#### Text provided:
So too regularly people ask me, you know, how do you do this calibration? And we have an application.

Yep, our procedures online. It is pretty straightforward. It does take some labor though.

It does take some work. We have lab technicians who scrubbed the little clay balls, you know, wet clay balls shredded homogenizes soil. I used to do this a lot. Yeah, but I, you know, one of the good things is it creates really good calibrations. And I’ve seen a lot of people like you know what we’re going to do, we’re going to skip all that work, we’re going to make a little tray, we’re going to put the sensor in the tray, we’ll put the tray on the scale, and we’ll just let it evaporate. Right, and it creates terrible cut.

That’s right. It is better to just use the factory calibration than to not do the calibration correctly.

Yeah. I’m glad you said that, because I hadn’t really thought about that. If you’re gonna do it badly, just use what we did. Because I can tell you that we spent time. But you know, if you’re going to take your time definitely calibrate if you want to.

You can get a 1 to 2% improvement, and some soils do really need a calibration. Yeah, some come in with crazy, bulk densities.

We were talking about this earlier, talking about the bulk density, what range do we need to worry about?

#### Given entries:
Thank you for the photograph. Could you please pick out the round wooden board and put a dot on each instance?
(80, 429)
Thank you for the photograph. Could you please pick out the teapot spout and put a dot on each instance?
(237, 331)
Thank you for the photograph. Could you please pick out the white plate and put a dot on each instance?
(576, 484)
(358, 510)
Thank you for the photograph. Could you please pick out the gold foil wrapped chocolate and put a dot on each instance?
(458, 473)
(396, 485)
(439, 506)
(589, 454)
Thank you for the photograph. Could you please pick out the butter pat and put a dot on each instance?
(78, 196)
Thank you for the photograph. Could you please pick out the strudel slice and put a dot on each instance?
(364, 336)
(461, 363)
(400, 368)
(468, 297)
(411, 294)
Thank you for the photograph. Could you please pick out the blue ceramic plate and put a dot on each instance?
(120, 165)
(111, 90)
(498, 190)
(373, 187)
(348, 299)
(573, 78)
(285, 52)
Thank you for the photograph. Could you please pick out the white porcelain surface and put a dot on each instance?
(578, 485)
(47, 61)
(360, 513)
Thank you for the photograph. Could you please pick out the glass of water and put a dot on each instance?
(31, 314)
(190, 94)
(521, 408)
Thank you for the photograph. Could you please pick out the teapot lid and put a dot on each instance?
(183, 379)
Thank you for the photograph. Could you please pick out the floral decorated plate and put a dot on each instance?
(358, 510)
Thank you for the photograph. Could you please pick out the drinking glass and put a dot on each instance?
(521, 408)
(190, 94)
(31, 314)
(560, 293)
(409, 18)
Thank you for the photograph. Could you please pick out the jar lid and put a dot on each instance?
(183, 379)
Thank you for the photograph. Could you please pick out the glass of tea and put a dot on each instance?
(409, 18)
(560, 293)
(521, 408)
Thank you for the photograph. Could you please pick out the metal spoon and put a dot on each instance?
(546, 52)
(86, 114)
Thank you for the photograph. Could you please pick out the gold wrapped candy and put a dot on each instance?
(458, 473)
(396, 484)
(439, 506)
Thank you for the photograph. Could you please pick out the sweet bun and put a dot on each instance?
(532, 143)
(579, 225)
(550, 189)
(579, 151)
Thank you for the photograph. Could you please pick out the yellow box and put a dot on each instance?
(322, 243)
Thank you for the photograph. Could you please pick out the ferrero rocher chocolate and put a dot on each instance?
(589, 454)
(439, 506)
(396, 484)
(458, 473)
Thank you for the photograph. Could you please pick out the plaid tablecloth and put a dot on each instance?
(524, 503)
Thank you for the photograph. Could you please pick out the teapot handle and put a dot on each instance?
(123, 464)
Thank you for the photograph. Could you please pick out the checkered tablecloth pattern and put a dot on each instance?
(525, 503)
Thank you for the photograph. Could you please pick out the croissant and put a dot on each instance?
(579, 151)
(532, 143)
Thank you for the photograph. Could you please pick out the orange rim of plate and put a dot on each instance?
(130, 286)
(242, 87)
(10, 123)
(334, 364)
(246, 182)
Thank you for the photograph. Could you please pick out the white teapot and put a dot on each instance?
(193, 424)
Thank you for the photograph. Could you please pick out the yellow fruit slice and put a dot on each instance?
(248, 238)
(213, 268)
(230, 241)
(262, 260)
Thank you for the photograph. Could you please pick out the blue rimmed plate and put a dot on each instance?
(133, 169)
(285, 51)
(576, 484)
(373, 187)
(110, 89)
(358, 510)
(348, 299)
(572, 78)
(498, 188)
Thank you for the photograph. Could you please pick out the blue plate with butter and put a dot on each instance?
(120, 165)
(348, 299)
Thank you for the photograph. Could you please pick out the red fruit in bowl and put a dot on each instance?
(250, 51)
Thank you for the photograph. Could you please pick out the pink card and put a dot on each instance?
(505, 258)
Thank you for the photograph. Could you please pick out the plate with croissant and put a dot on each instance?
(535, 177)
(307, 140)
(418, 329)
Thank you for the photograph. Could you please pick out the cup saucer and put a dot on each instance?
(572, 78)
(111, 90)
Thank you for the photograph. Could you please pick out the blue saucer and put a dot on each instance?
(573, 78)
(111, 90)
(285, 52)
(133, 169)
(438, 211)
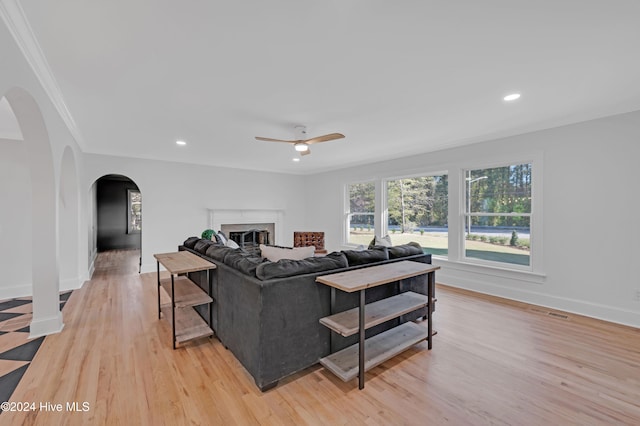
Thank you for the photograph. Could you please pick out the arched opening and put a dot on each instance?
(42, 227)
(68, 222)
(118, 214)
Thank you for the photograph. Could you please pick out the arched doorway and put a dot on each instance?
(118, 214)
(68, 223)
(43, 249)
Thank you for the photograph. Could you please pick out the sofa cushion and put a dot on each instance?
(243, 261)
(274, 254)
(218, 252)
(202, 246)
(378, 241)
(191, 242)
(288, 267)
(405, 250)
(362, 257)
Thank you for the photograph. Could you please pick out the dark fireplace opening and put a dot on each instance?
(249, 236)
(250, 239)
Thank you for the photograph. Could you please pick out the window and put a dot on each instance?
(361, 213)
(418, 210)
(134, 211)
(498, 214)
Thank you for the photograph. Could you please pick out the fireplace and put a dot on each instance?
(249, 226)
(251, 239)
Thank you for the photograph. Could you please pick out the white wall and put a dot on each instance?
(15, 219)
(45, 136)
(589, 216)
(176, 197)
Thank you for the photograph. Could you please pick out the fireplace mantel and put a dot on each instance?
(219, 217)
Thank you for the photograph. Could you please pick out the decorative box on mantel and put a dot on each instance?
(237, 220)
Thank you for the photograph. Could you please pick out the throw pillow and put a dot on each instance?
(231, 244)
(223, 238)
(191, 242)
(405, 250)
(276, 253)
(381, 241)
(208, 234)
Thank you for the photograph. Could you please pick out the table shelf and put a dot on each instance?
(347, 323)
(378, 349)
(189, 325)
(183, 295)
(186, 292)
(355, 360)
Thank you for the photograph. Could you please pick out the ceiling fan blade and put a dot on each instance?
(273, 140)
(325, 138)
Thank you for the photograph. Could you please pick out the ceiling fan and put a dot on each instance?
(302, 143)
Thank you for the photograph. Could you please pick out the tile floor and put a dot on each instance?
(16, 349)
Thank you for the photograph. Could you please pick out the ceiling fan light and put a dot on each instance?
(301, 147)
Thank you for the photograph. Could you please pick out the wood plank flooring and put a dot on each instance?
(493, 362)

#### Work to complete:
Write out the part of the soil calibration conversation above that opens with the words containing "It does take some work." and closes with "the calibration correctly.".

#### Reply to the exercise:
It does take some work. We have lab technicians who scrubbed the little clay balls, you know, wet clay balls shredded homogenizes soil. I used to do this a lot. Yeah, but I, you know, one of the good things is it creates really good calibrations. And I’ve seen a lot of people like you know what we’re going to do, we’re going to skip all that work, we’re going to make a little tray, we’re going to put the sensor in the tray, we’ll put the tray on the scale, and we’ll just let it evaporate. Right, and it creates terrible cut.

That’s right. It is better to just use the factory calibration than to not do the calibration correctly.